Required work »
(1) From the nine-month expense discussion, list each non-cash charge included in the increase in interest expense, along with its dollar amount.
(2) Please pick up the nine-month expense discussion after its final sentence and continue writing it.

Page »

▶

Lease operating expenses and production taxes ($303,000 and $254,000, respectively) for the nine months ended September 30, 2007, totaled $557,000, or 18% of oil and gas sales, equating to $0.64 per mcf equivalent. Lease operating expenses and production taxes ($322,000 and $172,000, respectively) for the nine months ended September 30, 2006 totaled $494,000, or 21% of oil and gas sales equating to $1.04 per mcf equivalent. The increase in lease operating expenses and production taxes in the nine months ended September 30, 2007 of $63,000, or 13%, is primarily due to the increase in the number of producing wells in 2007 as compared to 2006 offset by lower lease operating expense on a per-well basis.

General and administrative expense increased by $1.4 million during the nine months ended September 30, 2007 as compared to the same period in 2006. Factors accounting for the increase include:
 
 
·
An increase in professional fees of $991,000 was comprised of increased legal fees of $288,000, increased investment banking fees of $256,000 and increased fees of $447,000 associated with accounting services and temporary staff. The increase in fees for accounting services and temporary staff were due, in part, to a one-time credit to accounting fees of $158,000 during the first quarter of 2006 relating to the return of 50,000 shares of our Common Stock from our former Chief Financial Officer. Other increases in professional fees resulted primarily from our growth in operations.
 
 
·
In addition, non-cash share-based compensation expense associated with our LTIP increased by $495,000 due to a $779,000 increase in the estimated performance payouts offset by a $284,000 decrease in share-based compensation expense associated with forfeitures. Estimated performance payouts increased mainly due to the increased number of participants and scheduled increases in vesting rates under the LTIP.
 
Depreciation, depletion and amortization expense increased by $1.5 million to $2.6 million for the nine months ended September 30, 2007, as compared to $1.1 million incurred during the same period in 2006, principally due to higher gas sales volumes and increased unit-of-production depletion rates.

Exploration expense increased by $483,000 to $737,000 for the nine months ended September 30, 2007, as compared to $254,000 incurred during the same period in 2006. The increase is a result of higher expenses incurred for seismic projects on our DJ Basin properties, primarily through the second quarter of 2007 which totaled $347,000, as well as increased exploration activities and delay rentals associated with our growth in operations.

During the nine months ended September 30, 2007, other income (expense) decreased by $3.5 million mainly as a result of $2.7 million of losses on derivative contract liabilities, additional interest expense of $1.3 million associated with the our new debt offset by $782,000 of realized gains applicable to settling natural gas derivative contracts. The increase in interest expense includes non-cash charges associated with: the amortization of debt discount of $515,000, amortization of debt issuance costs of $126,000 and the write-off of unamortized debt issuance costs of $209,000 associated with changing our revolving credit facility from BNP Paribas to JPMorgan Chase.

◀

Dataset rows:
▶

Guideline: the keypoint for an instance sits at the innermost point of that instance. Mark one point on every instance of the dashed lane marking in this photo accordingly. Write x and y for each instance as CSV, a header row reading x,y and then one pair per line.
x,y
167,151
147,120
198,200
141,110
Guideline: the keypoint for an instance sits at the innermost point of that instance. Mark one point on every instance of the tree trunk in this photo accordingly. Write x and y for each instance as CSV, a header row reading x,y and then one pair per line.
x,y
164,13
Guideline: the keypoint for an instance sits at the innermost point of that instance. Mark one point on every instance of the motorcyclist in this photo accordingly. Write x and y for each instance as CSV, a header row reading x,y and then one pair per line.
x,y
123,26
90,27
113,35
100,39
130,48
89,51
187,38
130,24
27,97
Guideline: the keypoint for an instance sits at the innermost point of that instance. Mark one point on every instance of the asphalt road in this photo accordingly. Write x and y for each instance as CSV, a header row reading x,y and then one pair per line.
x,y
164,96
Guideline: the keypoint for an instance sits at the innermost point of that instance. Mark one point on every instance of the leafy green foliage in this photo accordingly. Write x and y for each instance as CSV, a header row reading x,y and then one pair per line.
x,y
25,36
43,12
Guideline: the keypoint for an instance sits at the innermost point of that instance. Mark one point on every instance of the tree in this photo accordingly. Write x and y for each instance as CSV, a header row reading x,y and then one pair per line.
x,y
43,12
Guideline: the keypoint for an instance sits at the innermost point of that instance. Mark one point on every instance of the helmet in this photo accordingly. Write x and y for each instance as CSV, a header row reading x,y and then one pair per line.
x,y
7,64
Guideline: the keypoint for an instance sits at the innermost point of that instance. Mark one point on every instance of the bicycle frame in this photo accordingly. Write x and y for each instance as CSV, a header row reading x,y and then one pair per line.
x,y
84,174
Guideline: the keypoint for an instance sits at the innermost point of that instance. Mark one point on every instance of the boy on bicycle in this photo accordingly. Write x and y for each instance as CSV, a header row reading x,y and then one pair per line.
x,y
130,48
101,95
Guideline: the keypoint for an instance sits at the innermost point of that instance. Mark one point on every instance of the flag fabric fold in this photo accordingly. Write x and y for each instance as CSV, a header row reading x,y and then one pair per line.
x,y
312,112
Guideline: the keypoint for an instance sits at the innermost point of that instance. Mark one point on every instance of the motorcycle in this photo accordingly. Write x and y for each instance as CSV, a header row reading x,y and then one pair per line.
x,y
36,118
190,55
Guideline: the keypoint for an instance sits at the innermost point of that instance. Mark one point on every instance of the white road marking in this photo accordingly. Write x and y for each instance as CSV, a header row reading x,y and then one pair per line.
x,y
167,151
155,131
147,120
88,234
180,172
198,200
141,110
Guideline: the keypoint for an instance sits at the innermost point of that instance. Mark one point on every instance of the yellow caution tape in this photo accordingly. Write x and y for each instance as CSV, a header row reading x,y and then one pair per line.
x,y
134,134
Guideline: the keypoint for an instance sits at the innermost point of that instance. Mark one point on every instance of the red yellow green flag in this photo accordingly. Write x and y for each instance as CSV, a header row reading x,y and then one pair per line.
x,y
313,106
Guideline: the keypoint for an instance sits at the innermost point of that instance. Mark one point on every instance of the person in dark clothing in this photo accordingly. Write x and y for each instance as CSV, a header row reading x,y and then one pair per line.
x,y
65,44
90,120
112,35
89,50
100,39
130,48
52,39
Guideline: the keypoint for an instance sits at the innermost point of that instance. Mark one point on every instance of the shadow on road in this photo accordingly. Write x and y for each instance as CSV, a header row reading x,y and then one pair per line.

◀

Responses by task »
(1)
- Amortization of debt discount: $515,000
- Amortization of debt issuance costs: $126,000
- Write-off of unamortized debt issuance costs (associated with changing the revolving credit facility from BNP Paribas to JPMorgan Chase): $209,000

(2)
Anticipated Fourth Quarter Items

In addition to integrating the oil and gas properties acquired from Delta Petroleum Company (“Delta”) as described in Note 3 to our consolidated financial statements we may pursue additional acquisitions per our business plan. As a result, we may incur due diligence and legal expenses, which will be capitalized only if we successfully complete an acquisition. If an acquisition is not successful, we will include those costs in our general and administrative expenses in the period in which such expenses are incurred.

Liquidity and Capital Resources

As of September 30, 2007, we had cash and cash equivalents of $3.9 million and a working capital deficit of $10.5 million.

Subsequent to the end of the quarter, on October 1, 2007, we received $36.3 million from the sale of part of our working interest, including initial purchase price adjustments, with respect to the sale of a portion of our Piceance assets to Delta as described in Note 3 to our consolidated financial statements.

On May 16, 2007, we closed on $9.0 million of our 8% senior subordinated convertible notes (the “Convertible Notes”) due May 16, 2008. We received $8.3 million from the issuance of these Convertible Notes, net of fees and expenses. In addition to the Convertible Notes, we issued a total of 3,960,000 warrants to purchase our Common Stock at $5.00 per share, including 360,000 warrants issued to the placement agent in conjunction with the Convertible Notes.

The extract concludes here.